» **元の資料**:
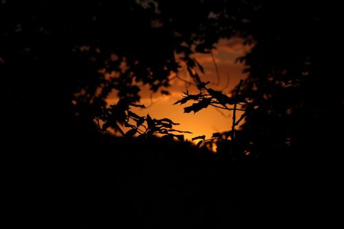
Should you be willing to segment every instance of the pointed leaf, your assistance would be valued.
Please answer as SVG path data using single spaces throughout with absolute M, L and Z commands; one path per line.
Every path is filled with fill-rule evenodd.
M 197 137 L 191 138 L 191 140 L 194 141 L 194 140 L 197 140 L 197 139 L 202 139 L 202 140 L 204 140 L 206 139 L 206 135 L 197 136 Z
M 138 133 L 138 130 L 136 129 L 131 129 L 125 133 L 125 137 L 132 138 L 136 133 Z

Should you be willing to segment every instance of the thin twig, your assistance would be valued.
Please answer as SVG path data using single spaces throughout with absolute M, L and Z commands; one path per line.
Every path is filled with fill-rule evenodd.
M 217 65 L 216 64 L 215 58 L 214 58 L 214 54 L 213 54 L 213 50 L 211 51 L 211 59 L 213 60 L 213 63 L 214 64 L 215 68 L 215 72 L 216 72 L 216 77 L 217 78 L 217 83 L 215 83 L 215 85 L 218 86 L 219 85 L 220 83 L 220 78 L 219 78 L 219 68 L 217 67 Z
M 225 89 L 226 89 L 227 87 L 228 87 L 230 82 L 230 78 L 229 78 L 229 73 L 228 73 L 228 74 L 227 74 L 227 81 L 226 82 L 226 85 L 224 85 L 224 87 L 222 87 L 220 89 L 220 91 L 224 91 Z
M 242 84 L 243 80 L 240 80 L 240 82 L 239 82 L 239 85 L 237 86 L 237 94 L 235 96 L 239 95 L 239 93 L 240 93 L 240 87 L 241 87 L 241 84 Z M 237 102 L 234 103 L 234 109 L 233 109 L 233 122 L 232 124 L 232 141 L 234 140 L 234 138 L 235 137 L 235 111 L 237 111 Z
M 120 134 L 122 134 L 122 135 L 124 137 L 125 135 L 125 132 L 123 132 L 123 131 L 122 130 L 122 129 L 120 129 L 120 126 L 118 126 L 118 124 L 117 123 L 115 122 L 115 127 L 116 129 L 120 131 Z

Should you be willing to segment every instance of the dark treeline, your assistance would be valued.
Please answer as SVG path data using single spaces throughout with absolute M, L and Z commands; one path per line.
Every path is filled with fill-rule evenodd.
M 2 197 L 12 228 L 336 226 L 344 101 L 338 5 L 2 1 Z M 200 78 L 192 54 L 236 36 L 253 45 L 238 60 L 248 77 L 224 97 Z M 168 94 L 169 76 L 181 65 L 201 94 L 186 112 L 207 107 L 204 91 L 222 105 L 245 102 L 245 123 L 235 135 L 217 135 L 217 154 L 172 134 L 171 120 L 130 113 L 140 106 L 140 86 Z M 120 100 L 105 108 L 110 93 Z M 107 132 L 120 124 L 131 132 Z M 149 130 L 140 133 L 143 125 Z

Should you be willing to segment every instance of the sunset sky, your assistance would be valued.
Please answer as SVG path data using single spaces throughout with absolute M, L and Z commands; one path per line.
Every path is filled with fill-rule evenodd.
M 217 50 L 213 51 L 216 65 L 218 69 L 220 78 L 219 83 L 216 74 L 216 67 L 213 61 L 211 54 L 197 54 L 195 55 L 196 59 L 204 67 L 204 74 L 200 72 L 200 76 L 203 81 L 210 81 L 210 87 L 215 89 L 222 90 L 224 93 L 228 93 L 237 85 L 241 78 L 246 76 L 242 73 L 244 68 L 243 64 L 235 63 L 237 58 L 243 56 L 250 50 L 248 46 L 242 45 L 240 39 L 233 39 L 230 40 L 221 40 L 216 45 Z M 190 80 L 186 71 L 182 67 L 179 73 L 179 76 Z M 172 77 L 173 76 L 171 76 Z M 214 107 L 209 107 L 206 109 L 193 114 L 193 113 L 184 113 L 186 105 L 173 105 L 173 104 L 182 98 L 182 91 L 186 91 L 186 83 L 177 78 L 171 82 L 171 87 L 169 88 L 170 96 L 162 96 L 160 93 L 152 95 L 151 100 L 151 92 L 147 88 L 143 88 L 141 91 L 141 104 L 144 104 L 147 109 L 136 109 L 134 110 L 139 115 L 146 116 L 149 113 L 155 118 L 168 118 L 175 122 L 180 123 L 175 127 L 177 129 L 189 131 L 193 134 L 185 134 L 187 139 L 195 136 L 206 135 L 206 138 L 211 137 L 214 132 L 224 131 L 230 129 L 232 124 L 231 114 L 222 110 L 222 114 Z M 190 86 L 188 90 L 191 92 L 197 93 L 195 86 Z M 108 99 L 109 104 L 115 103 L 116 98 L 114 96 Z M 151 100 L 153 103 L 151 104 Z M 186 105 L 189 103 L 186 104 Z M 191 104 L 190 102 L 190 104 Z

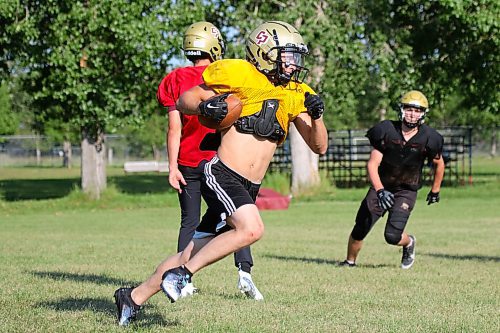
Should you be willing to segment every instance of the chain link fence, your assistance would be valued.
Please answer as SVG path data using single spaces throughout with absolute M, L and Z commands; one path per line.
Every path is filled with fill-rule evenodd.
M 472 174 L 472 155 L 491 154 L 496 151 L 499 128 L 488 129 L 490 139 L 478 139 L 480 129 L 449 127 L 438 129 L 445 139 L 443 157 L 446 161 L 445 182 L 462 185 Z M 363 186 L 367 183 L 366 161 L 370 144 L 366 130 L 329 132 L 329 148 L 320 157 L 319 168 L 325 170 L 337 186 Z M 482 136 L 484 137 L 484 135 Z M 477 140 L 475 142 L 475 140 Z M 107 135 L 107 162 L 109 166 L 123 167 L 129 161 L 168 162 L 166 146 L 138 145 L 134 138 L 125 135 Z M 66 148 L 65 148 L 66 147 Z M 288 141 L 278 147 L 269 167 L 270 172 L 290 173 L 291 156 Z M 80 167 L 79 145 L 64 145 L 44 136 L 0 136 L 0 167 Z M 426 166 L 425 174 L 430 169 Z

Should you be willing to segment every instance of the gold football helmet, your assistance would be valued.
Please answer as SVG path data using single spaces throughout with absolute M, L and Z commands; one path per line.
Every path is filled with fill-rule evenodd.
M 407 117 L 405 117 L 405 110 L 409 108 L 416 108 L 421 110 L 422 115 L 417 119 L 416 122 L 410 122 Z M 409 128 L 414 128 L 421 125 L 424 122 L 424 118 L 429 112 L 429 102 L 424 94 L 418 90 L 411 90 L 401 97 L 399 103 L 399 119 Z
M 304 67 L 307 45 L 300 33 L 288 23 L 269 21 L 250 33 L 246 42 L 246 58 L 274 84 L 302 82 L 308 69 Z
M 182 49 L 189 60 L 206 53 L 212 61 L 221 60 L 226 50 L 219 29 L 209 22 L 191 24 L 184 33 Z

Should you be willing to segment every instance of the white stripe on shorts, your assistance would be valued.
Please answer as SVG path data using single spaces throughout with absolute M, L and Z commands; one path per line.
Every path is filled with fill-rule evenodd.
M 207 177 L 207 185 L 212 189 L 220 202 L 224 205 L 229 215 L 236 211 L 236 206 L 234 205 L 233 200 L 229 197 L 229 195 L 222 189 L 222 187 L 217 183 L 217 179 L 212 174 L 212 165 L 217 163 L 219 158 L 214 156 L 210 162 L 205 164 L 205 176 Z

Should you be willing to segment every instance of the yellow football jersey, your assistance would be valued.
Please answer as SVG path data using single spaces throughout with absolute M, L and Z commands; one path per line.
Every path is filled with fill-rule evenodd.
M 304 94 L 315 94 L 305 83 L 290 82 L 287 86 L 275 86 L 254 65 L 240 59 L 213 62 L 203 72 L 203 80 L 217 94 L 232 93 L 238 96 L 243 104 L 240 117 L 259 112 L 265 100 L 278 100 L 276 118 L 285 130 L 285 137 L 290 122 L 299 113 L 306 112 Z

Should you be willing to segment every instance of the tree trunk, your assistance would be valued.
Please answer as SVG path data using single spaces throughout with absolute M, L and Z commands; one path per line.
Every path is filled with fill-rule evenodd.
M 104 134 L 92 137 L 83 132 L 82 140 L 82 190 L 93 199 L 99 199 L 106 189 L 106 154 Z
M 493 128 L 493 132 L 491 133 L 491 149 L 490 149 L 491 157 L 497 156 L 497 135 L 498 135 L 498 128 Z
M 319 156 L 311 151 L 293 124 L 290 124 L 292 153 L 292 195 L 300 195 L 320 183 Z
M 154 156 L 155 161 L 160 162 L 160 159 L 161 159 L 160 150 L 158 149 L 158 147 L 156 147 L 155 144 L 152 145 L 152 149 L 153 149 L 153 156 Z
M 63 142 L 63 167 L 71 169 L 71 142 L 64 140 Z

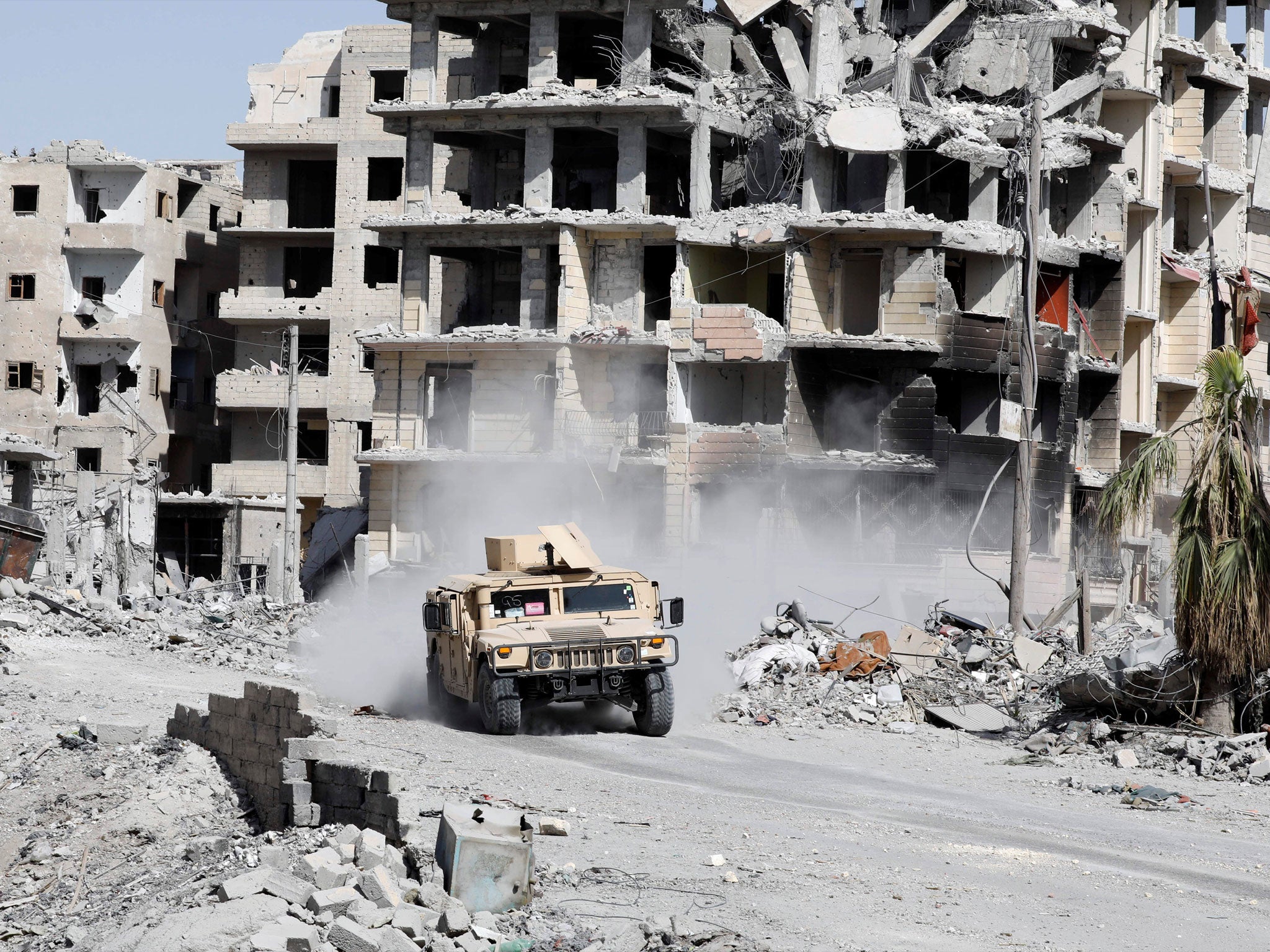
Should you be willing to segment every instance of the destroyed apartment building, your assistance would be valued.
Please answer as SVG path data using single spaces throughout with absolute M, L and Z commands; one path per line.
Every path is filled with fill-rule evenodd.
M 400 315 L 358 335 L 371 552 L 427 560 L 472 499 L 533 486 L 634 543 L 974 585 L 1019 440 L 1039 100 L 1029 607 L 1080 571 L 1096 617 L 1166 599 L 1176 496 L 1123 545 L 1092 509 L 1242 335 L 1213 289 L 1270 286 L 1265 10 L 1234 36 L 1228 9 L 389 3 L 411 36 L 400 102 L 368 110 L 405 141 L 404 207 L 364 225 L 403 251 Z M 1011 482 L 972 541 L 999 576 Z
M 151 592 L 164 553 L 220 578 L 218 527 L 199 543 L 227 457 L 213 404 L 232 347 L 217 314 L 237 279 L 234 164 L 55 141 L 0 159 L 0 458 L 23 513 L 6 522 L 57 588 Z
M 61 201 L 51 183 L 32 197 L 36 171 L 83 176 L 76 147 L 0 164 L 6 182 L 30 179 L 5 189 L 0 333 L 13 339 L 36 314 L 37 281 L 39 296 L 55 287 L 42 273 L 71 283 L 41 324 L 57 344 L 29 362 L 6 349 L 6 419 L 60 454 L 32 466 L 93 466 L 97 411 L 70 411 L 93 402 L 81 407 L 91 386 L 113 407 L 136 373 L 138 411 L 102 411 L 118 434 L 102 439 L 103 473 L 133 472 L 122 454 L 146 443 L 142 457 L 173 473 L 165 489 L 211 489 L 171 500 L 188 518 L 160 515 L 151 536 L 170 537 L 157 548 L 187 578 L 255 585 L 282 545 L 295 326 L 296 548 L 310 592 L 348 567 L 358 533 L 370 561 L 425 562 L 470 536 L 474 505 L 514 519 L 526 496 L 636 548 L 742 543 L 978 590 L 964 552 L 998 472 L 970 548 L 991 575 L 1008 562 L 1039 103 L 1029 607 L 1048 611 L 1087 574 L 1096 618 L 1142 602 L 1168 614 L 1176 494 L 1116 542 L 1093 531 L 1093 509 L 1148 435 L 1196 415 L 1210 347 L 1242 339 L 1270 390 L 1270 348 L 1243 320 L 1270 288 L 1262 6 L 1242 18 L 1228 4 L 1146 0 L 386 10 L 399 23 L 309 33 L 250 70 L 248 121 L 227 136 L 244 156 L 241 222 L 225 197 L 203 264 L 174 253 L 175 277 L 146 264 L 140 284 L 123 282 L 152 288 L 136 316 L 94 319 L 83 303 L 95 287 L 77 261 L 141 260 L 99 248 L 79 221 L 105 192 L 62 188 L 74 221 L 50 228 L 47 267 L 27 253 L 32 208 Z M 144 211 L 114 228 L 137 237 L 112 241 L 174 227 L 192 248 L 185 212 L 210 222 L 182 195 L 198 182 L 197 201 L 211 201 L 208 170 L 122 168 L 136 171 L 110 174 L 173 182 L 130 199 Z M 151 207 L 160 194 L 178 225 Z M 231 242 L 236 288 L 206 279 L 210 249 Z M 197 267 L 206 293 L 182 289 L 178 308 L 163 287 Z M 1214 294 L 1226 317 L 1214 320 Z M 212 308 L 221 330 L 196 335 L 202 349 L 178 340 Z M 160 320 L 180 344 L 169 357 L 103 354 L 103 368 L 127 367 L 114 386 L 108 372 L 79 380 L 93 366 L 80 348 Z M 188 376 L 178 350 L 194 353 Z M 227 438 L 182 442 L 169 376 L 194 381 L 194 404 L 215 401 Z M 47 407 L 44 421 L 28 407 Z M 1179 485 L 1186 457 L 1184 444 Z M 70 513 L 75 486 L 61 481 Z

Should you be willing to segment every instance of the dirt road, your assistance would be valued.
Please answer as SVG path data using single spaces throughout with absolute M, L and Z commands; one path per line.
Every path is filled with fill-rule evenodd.
M 175 701 L 243 679 L 123 642 L 15 647 L 10 739 L 93 710 L 159 731 Z M 646 739 L 621 716 L 597 727 L 563 707 L 535 734 L 490 737 L 475 721 L 329 712 L 344 715 L 349 758 L 396 767 L 438 803 L 574 807 L 572 835 L 540 838 L 540 858 L 620 869 L 610 878 L 626 883 L 554 878 L 547 899 L 575 913 L 688 913 L 779 949 L 1255 949 L 1270 928 L 1265 787 L 1134 772 L 1201 803 L 1154 812 L 1060 782 L 1126 778 L 1109 764 L 1005 765 L 1017 749 L 930 726 L 791 734 L 686 720 Z M 585 901 L 615 895 L 620 905 Z

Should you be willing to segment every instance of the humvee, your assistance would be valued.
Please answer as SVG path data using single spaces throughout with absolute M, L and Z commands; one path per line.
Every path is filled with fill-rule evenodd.
M 485 556 L 486 572 L 450 575 L 423 604 L 438 713 L 475 702 L 488 732 L 516 734 L 522 708 L 610 702 L 640 734 L 671 730 L 679 642 L 665 630 L 683 623 L 682 598 L 601 565 L 574 523 L 489 537 Z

» **課題**: 資料のうち、「Should you be willing to segment every instance of the yellow」を含む行から「M 304 94 L 315」を含む行までを、両端の行も含めて番号付きリストで書き表すこと。空行は入れない。

» **解答**:
1. Should you be willing to segment every instance of the yellow football jersey, your assistance would be valued.
2. Please answer as SVG path data using single spaces throughout with absolute M, L and Z commands; one path per line.
3. Every path is filled with fill-rule evenodd.
4. M 304 94 L 315 94 L 305 83 L 290 82 L 287 86 L 275 86 L 254 65 L 240 59 L 213 62 L 203 72 L 203 80 L 217 94 L 232 93 L 238 96 L 243 104 L 240 117 L 259 112 L 265 100 L 278 100 L 276 118 L 285 130 L 285 137 L 290 122 L 299 113 L 306 112 Z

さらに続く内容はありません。